++++ INFORMATION SHOWN

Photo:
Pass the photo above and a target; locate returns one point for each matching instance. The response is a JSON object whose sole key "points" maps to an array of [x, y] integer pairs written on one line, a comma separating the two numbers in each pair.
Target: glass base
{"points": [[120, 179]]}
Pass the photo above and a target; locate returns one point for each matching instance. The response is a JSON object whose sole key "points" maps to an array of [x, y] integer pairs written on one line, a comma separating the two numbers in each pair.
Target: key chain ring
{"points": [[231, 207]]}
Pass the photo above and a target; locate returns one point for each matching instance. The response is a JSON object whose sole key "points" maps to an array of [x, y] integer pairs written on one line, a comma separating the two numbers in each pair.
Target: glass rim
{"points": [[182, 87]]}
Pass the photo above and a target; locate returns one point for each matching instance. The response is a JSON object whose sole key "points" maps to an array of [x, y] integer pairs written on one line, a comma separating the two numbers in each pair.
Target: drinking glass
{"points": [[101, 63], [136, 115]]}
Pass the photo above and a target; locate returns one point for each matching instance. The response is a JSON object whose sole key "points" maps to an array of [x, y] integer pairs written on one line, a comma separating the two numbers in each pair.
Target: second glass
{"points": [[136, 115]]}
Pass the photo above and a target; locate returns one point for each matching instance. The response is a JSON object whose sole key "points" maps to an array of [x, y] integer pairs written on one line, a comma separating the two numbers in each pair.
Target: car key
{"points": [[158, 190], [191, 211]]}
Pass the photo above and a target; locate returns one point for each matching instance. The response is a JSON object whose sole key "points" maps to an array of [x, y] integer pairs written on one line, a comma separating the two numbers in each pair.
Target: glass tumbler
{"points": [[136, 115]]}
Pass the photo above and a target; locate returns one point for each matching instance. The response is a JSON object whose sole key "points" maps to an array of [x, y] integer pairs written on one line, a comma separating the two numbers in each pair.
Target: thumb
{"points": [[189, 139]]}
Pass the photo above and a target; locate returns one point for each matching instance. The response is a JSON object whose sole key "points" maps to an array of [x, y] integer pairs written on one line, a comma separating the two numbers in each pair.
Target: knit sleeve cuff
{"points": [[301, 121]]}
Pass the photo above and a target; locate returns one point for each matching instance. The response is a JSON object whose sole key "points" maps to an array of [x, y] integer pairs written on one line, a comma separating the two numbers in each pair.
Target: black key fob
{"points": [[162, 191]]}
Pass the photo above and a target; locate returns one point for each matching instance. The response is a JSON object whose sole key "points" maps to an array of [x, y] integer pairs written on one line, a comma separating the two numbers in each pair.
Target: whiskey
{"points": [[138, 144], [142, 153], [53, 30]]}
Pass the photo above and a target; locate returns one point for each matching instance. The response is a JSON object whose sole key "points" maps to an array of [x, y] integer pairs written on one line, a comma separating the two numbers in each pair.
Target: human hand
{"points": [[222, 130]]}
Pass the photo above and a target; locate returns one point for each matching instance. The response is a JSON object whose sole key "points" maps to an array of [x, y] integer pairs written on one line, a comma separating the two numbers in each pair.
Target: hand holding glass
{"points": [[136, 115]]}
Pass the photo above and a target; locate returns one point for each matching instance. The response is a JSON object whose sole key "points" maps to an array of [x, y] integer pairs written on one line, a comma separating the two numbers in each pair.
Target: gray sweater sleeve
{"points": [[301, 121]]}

++++++++

Your reply must reproduce all records above exactly.

[EXERCISE OUTPUT]:
Photo:
Pass the photo above and a target; locate returns one point for each matching instance. The response is a JSON object whose sole key "points" maps to an array of [x, y] integer pairs written on one line, a comma separating the two numbers in each pair.
Target: glass base
{"points": [[120, 179]]}
Pass the photo above and a target; locate returns one point for each matching instance. The response is a JSON object whose sole key "points" maps to an array of [x, y] integer pairs written on one line, a comma separating the two numbers in each pair.
Target: key chain ring
{"points": [[231, 207]]}
Pass the photo above and a target; locate returns one point for each matching instance. The response is a JSON object whose sole key "points" maps to an array of [x, y] integer pairs written on one line, a comma separating the two numbers in each pair.
Target: glass rim
{"points": [[182, 87]]}
Pass the photo above and a target; locate returns one point for each matching instance. The response is a JSON object whose sole key "points" maps to an array of [x, y] integer pairs written on one line, a comma separating the two numbers in each pair.
Target: drinking glass
{"points": [[101, 63], [136, 115]]}
Pass the photo above and a target; locate returns one point for each matching instance. The response is a JSON object whose sole key "points" maps to an array of [x, y] integer pairs written on one line, a comma separating the two numbers in each pair.
Target: second glass
{"points": [[136, 115]]}
Pass the photo above and a target; locate returns one point for each matching instance. The response is a JSON object whose sole key "points" maps to an array of [x, y] integer pairs written on one line, a comma separating the two numbers in each pair.
Target: car key
{"points": [[158, 190], [191, 211]]}
Pass the photo above and a target; locate returns one point for each matching instance. The response is a JSON object whose sole key "points" maps to an array of [x, y] integer pairs written on one line, a comma separating the two numbers in each pair.
Target: glass tumbler
{"points": [[136, 115]]}
Pass the photo above and a target; locate returns one point for each matching instance. The response is a JSON object whose sole key "points" maps to an array of [x, y] integer pairs written on one line, a comma separating the two numbers in each pair.
Target: thumb
{"points": [[189, 139]]}
Pass the photo above and a target; locate returns one point for each matching instance. The response is a JSON object whose sole key "points" maps to an array of [x, y] integer pairs written on one line, a comma separating the two numbers in each pair.
Target: knit sleeve cuff
{"points": [[301, 121]]}
Pass the photo above and a target; locate returns one point for each matching instance. The response is a JSON object whose sole key "points" maps to an array of [x, y] integer pairs written on one line, a comma separating the two numbers in each pair.
Target: black key fob
{"points": [[162, 191]]}
Pass the photo above and a target; locate returns one point for each matching instance. The response is a JSON object whose sole key "points" maps to an array of [x, y] integer pairs written on one line, a comma separating the two numbers in each pair.
Target: whiskey
{"points": [[138, 144], [142, 153], [53, 30]]}
Pass the photo above and a target; locate returns one point for each matching instance. The response is a JSON object whose sole key "points" maps to an array of [x, y] integer pairs written on one line, a comma separating the two numbers in each pair.
Target: human hand
{"points": [[222, 130]]}
Pass the photo above and a target; locate returns one point for each matching instance. The response is a JSON object whose sole key "points" maps to an array of [x, y] integer pairs written on one line, a comma separating the two numbers in each pair.
Target: hand holding glass
{"points": [[136, 115]]}
Pass the photo above and a target; locate returns one point for each matching instance. The response is a JSON object whose sole key "points" maps to an array of [x, y] integer pairs written on one line, a comma separating the two numbers in each pair.
Target: gray sweater sleeve
{"points": [[301, 121]]}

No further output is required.